» Set exercise
Can you filter the lines below, keeping only those that contain the word "fence"?

» Records for processing
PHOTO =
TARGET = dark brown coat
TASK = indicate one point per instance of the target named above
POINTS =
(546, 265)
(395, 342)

---

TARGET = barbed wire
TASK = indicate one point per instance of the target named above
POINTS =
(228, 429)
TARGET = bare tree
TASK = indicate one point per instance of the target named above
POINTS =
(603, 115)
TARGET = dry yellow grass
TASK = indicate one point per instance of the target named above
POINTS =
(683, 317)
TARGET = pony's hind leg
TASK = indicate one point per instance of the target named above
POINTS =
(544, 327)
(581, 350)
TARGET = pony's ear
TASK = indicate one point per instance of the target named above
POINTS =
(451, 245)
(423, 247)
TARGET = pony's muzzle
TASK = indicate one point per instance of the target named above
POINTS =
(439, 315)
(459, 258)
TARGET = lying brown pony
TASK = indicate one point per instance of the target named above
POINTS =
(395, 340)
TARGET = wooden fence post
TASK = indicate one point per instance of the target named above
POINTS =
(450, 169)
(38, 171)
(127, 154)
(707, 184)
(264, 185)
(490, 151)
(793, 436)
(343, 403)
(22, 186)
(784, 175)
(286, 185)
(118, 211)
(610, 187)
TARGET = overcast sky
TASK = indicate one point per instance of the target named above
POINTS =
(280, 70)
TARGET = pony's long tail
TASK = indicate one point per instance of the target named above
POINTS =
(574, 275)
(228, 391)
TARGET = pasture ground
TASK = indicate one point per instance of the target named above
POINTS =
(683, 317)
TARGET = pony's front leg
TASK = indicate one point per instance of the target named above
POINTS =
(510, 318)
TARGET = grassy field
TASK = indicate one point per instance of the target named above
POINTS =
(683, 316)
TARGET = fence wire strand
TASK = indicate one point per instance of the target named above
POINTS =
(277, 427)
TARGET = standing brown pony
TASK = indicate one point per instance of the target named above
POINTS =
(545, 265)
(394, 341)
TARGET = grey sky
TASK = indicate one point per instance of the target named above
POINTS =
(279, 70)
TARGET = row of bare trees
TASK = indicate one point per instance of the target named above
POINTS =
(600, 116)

* * *

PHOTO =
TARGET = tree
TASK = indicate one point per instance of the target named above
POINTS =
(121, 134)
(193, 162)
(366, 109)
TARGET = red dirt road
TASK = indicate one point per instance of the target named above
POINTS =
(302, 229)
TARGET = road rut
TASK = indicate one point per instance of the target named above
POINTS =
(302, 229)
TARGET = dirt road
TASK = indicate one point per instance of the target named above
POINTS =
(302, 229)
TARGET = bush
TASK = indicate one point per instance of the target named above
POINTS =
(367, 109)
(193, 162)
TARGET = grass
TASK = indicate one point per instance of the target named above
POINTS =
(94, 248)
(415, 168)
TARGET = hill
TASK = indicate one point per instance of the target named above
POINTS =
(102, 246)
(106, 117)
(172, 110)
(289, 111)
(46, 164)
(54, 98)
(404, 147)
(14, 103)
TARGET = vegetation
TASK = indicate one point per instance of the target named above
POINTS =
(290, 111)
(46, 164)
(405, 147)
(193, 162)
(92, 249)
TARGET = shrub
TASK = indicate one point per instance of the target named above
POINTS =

» Response to this exercise
TARGET = wooden fence post
TARGET = fence wire strand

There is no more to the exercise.